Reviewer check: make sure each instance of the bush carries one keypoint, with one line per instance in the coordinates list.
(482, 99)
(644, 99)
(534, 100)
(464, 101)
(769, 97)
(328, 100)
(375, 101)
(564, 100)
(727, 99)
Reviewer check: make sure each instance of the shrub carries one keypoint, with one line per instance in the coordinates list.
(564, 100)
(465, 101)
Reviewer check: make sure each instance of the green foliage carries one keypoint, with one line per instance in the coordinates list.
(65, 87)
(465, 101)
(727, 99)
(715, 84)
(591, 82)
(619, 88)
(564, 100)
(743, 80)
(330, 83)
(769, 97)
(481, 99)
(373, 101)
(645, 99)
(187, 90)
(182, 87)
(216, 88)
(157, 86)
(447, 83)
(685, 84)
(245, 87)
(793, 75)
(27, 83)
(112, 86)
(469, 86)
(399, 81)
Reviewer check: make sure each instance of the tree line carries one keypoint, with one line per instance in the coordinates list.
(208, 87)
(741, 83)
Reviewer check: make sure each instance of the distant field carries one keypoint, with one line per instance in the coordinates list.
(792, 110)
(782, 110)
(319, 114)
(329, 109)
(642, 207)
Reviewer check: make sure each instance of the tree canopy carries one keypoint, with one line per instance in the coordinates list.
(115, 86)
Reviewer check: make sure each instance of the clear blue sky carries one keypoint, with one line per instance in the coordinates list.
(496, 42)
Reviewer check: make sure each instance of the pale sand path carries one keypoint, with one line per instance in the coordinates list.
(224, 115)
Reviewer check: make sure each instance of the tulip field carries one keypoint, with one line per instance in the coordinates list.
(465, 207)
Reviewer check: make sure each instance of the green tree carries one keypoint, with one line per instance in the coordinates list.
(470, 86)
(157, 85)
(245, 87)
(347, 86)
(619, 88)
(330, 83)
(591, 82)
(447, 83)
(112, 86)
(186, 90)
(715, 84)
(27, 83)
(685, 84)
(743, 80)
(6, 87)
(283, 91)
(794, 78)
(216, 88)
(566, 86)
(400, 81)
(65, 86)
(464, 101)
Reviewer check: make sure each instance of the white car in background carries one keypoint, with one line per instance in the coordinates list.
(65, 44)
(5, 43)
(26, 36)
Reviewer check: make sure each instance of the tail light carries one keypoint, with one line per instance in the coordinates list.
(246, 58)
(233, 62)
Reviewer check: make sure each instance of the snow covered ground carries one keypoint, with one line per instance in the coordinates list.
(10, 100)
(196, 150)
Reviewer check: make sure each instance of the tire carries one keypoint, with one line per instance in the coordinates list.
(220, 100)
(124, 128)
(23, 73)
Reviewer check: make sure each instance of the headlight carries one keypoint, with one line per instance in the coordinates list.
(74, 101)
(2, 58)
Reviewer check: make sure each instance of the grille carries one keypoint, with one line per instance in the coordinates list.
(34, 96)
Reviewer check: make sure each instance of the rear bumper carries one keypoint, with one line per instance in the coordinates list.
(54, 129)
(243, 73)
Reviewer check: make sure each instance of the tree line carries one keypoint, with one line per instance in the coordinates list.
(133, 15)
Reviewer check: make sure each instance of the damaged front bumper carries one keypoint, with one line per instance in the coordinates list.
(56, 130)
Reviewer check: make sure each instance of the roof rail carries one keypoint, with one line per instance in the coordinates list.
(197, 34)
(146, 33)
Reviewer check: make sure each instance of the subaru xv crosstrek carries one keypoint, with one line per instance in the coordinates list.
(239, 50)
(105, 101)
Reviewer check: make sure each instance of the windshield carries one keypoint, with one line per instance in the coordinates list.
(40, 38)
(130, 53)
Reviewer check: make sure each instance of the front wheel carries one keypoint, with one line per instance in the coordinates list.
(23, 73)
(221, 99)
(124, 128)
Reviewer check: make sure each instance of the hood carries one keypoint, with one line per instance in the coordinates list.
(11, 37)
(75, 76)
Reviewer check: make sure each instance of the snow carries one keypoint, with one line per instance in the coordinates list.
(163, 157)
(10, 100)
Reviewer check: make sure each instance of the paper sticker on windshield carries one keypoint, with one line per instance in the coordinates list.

Written problem: The lines to reproduce run from the one that contains "Reviewer check: make sure each instance of the damaged" through the last line above; copy them exactly.

Solution:
Reviewer check: make sure each instance of the damaged front bumper carries one keypoint, with one line per instance in the coordinates list.
(56, 130)
Reviewer check: make sure each instance of the roof rail carries one keypoint, with one line per instance in the coordinates list.
(197, 34)
(146, 33)
Reviewer check: make sure each instance of the subaru xv crosstrek carries one keypoint, with one line per instance in the coordinates list.
(239, 50)
(105, 101)
Reviewer check: make sure each instance of the windshield carries one keypoint, with one line per instance in the coordinates list.
(40, 38)
(130, 53)
Reviewer check: make sure each instance of the front wheel carries one keypoint, with one line per instance in the coordinates list.
(23, 73)
(221, 99)
(124, 128)
Reviewer check: make sure each instance of the hood carries one keypoint, with one line per instance in the coordinates list.
(11, 37)
(75, 76)
Reviewer check: make sure each instance of the snow carries one keypoint, with one line per instance in the coordinates list.
(163, 157)
(10, 100)
Reviewer check: make sure each instance of the paper sticker on windshield carries one keypoint, with one line per instance in the coordinates list.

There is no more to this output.